-- START INPUT DATA --
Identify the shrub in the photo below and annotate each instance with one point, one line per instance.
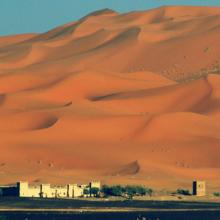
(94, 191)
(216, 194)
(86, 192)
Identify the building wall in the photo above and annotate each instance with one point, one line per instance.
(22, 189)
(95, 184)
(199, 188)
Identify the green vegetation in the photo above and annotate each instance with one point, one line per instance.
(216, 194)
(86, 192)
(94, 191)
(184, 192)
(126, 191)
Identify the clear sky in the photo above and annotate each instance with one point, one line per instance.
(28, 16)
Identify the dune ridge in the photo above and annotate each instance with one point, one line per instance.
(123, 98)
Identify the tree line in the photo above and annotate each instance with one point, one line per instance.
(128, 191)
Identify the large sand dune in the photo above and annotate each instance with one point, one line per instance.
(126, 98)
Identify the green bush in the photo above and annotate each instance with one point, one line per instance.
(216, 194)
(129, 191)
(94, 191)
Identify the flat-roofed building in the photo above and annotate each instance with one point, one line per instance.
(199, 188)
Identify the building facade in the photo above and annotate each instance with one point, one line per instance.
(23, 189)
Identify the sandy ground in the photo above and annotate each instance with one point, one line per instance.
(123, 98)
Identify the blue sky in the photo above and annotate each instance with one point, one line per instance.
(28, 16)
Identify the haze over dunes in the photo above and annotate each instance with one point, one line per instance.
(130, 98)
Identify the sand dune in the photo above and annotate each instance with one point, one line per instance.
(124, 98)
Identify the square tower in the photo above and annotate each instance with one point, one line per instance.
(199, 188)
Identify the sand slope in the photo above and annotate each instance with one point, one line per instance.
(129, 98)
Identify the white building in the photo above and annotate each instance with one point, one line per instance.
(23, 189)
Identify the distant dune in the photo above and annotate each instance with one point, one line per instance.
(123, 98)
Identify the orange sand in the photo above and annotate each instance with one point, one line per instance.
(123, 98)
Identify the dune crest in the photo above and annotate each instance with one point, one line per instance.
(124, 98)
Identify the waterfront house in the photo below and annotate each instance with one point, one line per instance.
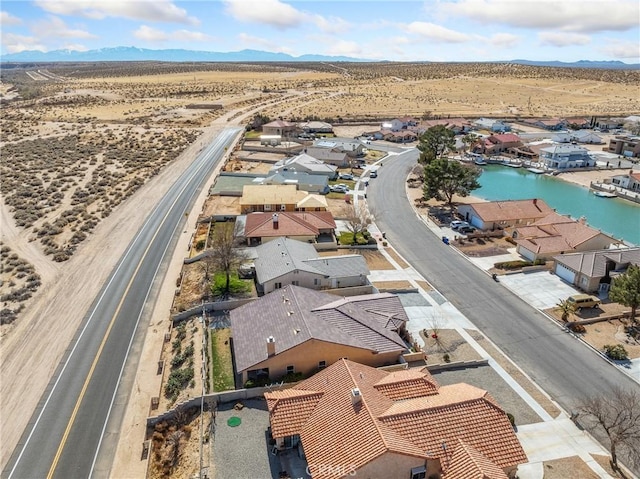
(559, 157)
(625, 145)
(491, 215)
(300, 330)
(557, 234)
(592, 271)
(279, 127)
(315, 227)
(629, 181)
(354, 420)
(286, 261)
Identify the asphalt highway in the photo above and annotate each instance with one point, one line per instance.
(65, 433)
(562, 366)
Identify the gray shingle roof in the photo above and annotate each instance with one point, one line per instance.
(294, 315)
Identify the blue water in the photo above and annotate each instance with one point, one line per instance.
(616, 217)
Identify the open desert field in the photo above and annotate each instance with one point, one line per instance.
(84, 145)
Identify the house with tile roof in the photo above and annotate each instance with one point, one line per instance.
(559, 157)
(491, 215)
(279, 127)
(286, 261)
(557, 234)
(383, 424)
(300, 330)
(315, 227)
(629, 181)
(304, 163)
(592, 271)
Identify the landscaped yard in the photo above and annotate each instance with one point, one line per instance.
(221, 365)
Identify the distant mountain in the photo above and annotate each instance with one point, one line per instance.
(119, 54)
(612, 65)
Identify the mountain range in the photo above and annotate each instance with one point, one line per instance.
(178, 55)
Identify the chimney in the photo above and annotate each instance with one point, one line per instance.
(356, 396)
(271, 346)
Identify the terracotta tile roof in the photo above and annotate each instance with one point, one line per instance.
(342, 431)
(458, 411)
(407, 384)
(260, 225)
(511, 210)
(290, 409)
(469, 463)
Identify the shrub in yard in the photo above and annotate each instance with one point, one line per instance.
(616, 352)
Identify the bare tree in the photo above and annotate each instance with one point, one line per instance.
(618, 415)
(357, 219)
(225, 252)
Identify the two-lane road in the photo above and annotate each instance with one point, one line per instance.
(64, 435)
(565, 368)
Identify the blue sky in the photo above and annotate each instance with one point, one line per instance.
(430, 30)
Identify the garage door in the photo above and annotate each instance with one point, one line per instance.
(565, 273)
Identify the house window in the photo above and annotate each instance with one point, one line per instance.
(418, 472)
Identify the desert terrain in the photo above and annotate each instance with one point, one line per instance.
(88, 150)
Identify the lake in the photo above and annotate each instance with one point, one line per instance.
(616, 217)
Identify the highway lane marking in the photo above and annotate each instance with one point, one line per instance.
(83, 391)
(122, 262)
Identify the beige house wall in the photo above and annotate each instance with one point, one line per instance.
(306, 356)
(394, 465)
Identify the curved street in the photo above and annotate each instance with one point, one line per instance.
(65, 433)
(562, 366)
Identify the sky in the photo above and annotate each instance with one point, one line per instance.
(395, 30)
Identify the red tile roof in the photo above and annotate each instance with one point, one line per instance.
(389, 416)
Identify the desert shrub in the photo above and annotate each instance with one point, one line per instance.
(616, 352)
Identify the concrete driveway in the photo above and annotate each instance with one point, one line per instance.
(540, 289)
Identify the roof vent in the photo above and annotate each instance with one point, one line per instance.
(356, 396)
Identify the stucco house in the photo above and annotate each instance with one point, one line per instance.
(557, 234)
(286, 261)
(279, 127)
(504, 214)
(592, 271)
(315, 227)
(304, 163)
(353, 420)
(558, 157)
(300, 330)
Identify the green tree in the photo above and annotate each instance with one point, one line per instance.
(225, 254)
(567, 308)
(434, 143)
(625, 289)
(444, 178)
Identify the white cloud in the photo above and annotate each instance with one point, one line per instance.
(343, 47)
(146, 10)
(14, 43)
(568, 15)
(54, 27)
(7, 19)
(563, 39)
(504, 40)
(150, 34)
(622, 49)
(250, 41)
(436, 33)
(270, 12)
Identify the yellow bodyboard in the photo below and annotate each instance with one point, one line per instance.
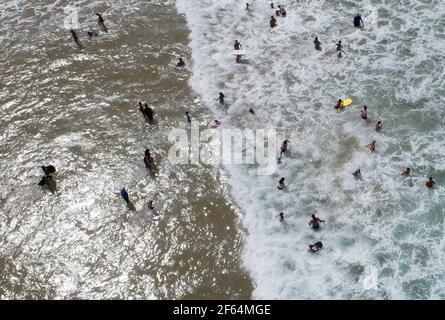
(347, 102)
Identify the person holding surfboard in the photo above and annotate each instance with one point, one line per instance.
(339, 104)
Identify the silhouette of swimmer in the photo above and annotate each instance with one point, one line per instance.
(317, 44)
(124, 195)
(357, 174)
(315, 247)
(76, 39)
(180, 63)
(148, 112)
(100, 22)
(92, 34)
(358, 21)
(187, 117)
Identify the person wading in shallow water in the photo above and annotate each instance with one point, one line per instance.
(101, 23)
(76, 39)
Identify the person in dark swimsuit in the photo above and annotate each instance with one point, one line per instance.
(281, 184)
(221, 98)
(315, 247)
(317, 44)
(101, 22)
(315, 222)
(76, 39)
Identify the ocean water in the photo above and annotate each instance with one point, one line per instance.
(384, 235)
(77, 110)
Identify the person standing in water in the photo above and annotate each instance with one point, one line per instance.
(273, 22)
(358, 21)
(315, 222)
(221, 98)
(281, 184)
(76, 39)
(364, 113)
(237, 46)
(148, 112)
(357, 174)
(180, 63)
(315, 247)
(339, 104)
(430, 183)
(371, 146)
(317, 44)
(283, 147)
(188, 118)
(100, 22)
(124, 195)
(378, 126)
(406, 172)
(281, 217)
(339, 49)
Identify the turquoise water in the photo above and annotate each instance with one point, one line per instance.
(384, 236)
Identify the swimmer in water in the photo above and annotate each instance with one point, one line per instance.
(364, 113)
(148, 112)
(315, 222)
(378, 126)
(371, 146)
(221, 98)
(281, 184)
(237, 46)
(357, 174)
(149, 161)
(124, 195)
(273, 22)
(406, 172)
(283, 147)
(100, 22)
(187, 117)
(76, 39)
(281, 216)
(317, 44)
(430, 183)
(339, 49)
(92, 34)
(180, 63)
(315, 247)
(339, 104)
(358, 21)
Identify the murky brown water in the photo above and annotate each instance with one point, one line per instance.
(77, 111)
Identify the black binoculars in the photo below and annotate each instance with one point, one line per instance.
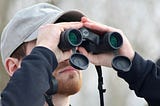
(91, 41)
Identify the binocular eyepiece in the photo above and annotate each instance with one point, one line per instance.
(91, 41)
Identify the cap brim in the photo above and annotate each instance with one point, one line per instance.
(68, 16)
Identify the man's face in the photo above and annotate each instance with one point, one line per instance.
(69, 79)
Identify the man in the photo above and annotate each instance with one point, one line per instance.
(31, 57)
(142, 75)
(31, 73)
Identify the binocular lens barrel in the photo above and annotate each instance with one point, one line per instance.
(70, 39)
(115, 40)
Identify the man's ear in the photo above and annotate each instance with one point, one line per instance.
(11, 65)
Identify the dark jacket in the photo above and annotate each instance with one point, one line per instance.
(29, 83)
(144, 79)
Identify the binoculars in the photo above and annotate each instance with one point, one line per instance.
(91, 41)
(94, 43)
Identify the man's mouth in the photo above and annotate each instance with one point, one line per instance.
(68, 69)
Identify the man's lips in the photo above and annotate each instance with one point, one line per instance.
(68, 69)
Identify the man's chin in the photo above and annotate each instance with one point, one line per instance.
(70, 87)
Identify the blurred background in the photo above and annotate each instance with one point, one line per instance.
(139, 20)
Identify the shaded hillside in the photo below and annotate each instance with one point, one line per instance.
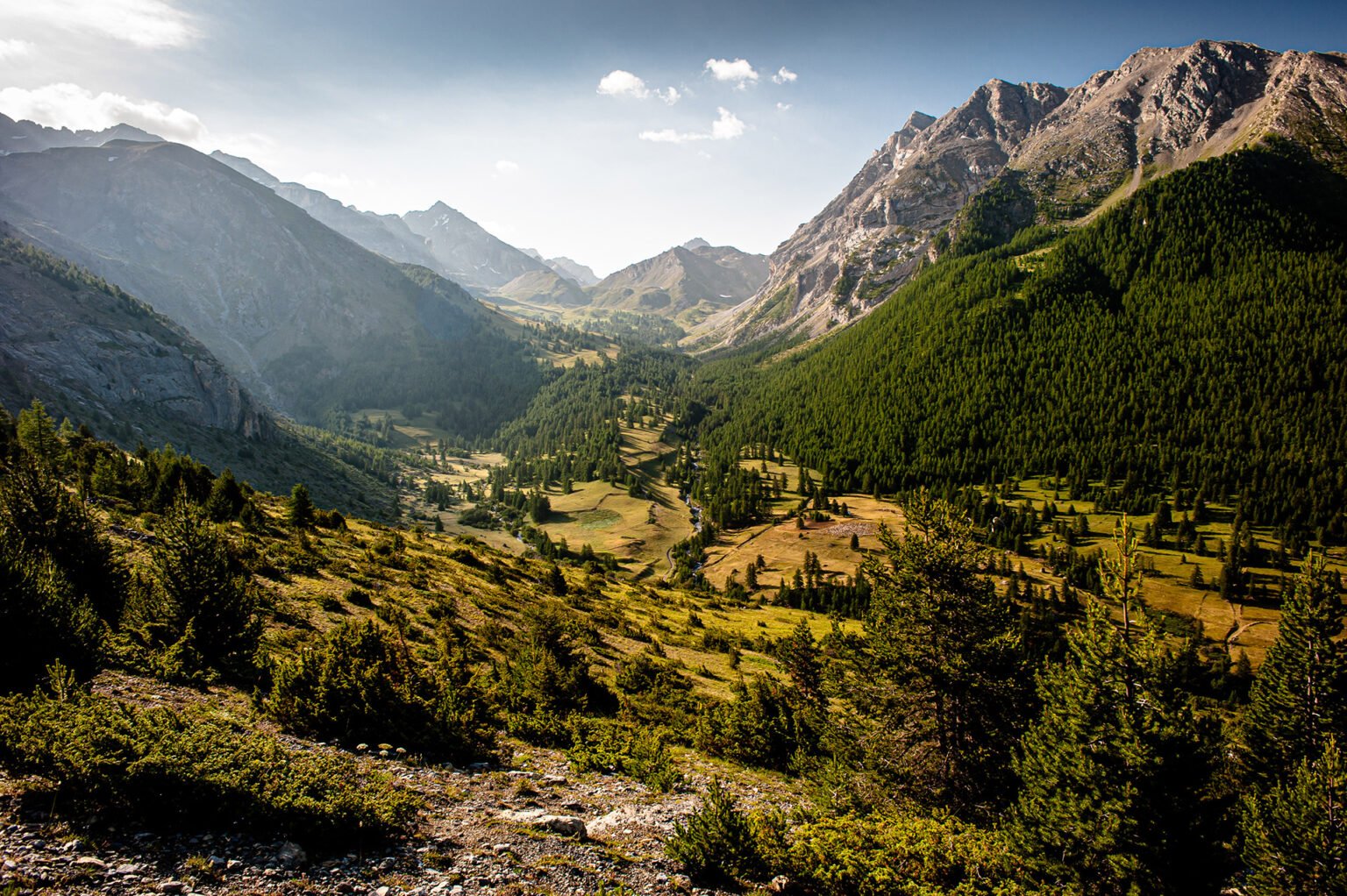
-- END INPUT DATA --
PROBLEM STATEMENT -
Only the lines from the one that holds "Identify the man's mouth" through the end of the records above should be printed again, exactly as they are. Leave out the pictures.

RESPONSE -
Identify the man's mouth in the photo above and annotate each instance with one point, one line per instance.
(68, 69)
Identify the man's lips in the photo above and annotate each instance with one point, one line per instance.
(68, 69)
Identify the man's chin in the photo above and annotate each instance with one point, one line per instance.
(70, 87)
Identify the blurred background in the photo above and annotate each instance with one point, one line per instance.
(139, 20)
Identify the shaded hillside in the photo below and annotate each instance with one point, one line per instance.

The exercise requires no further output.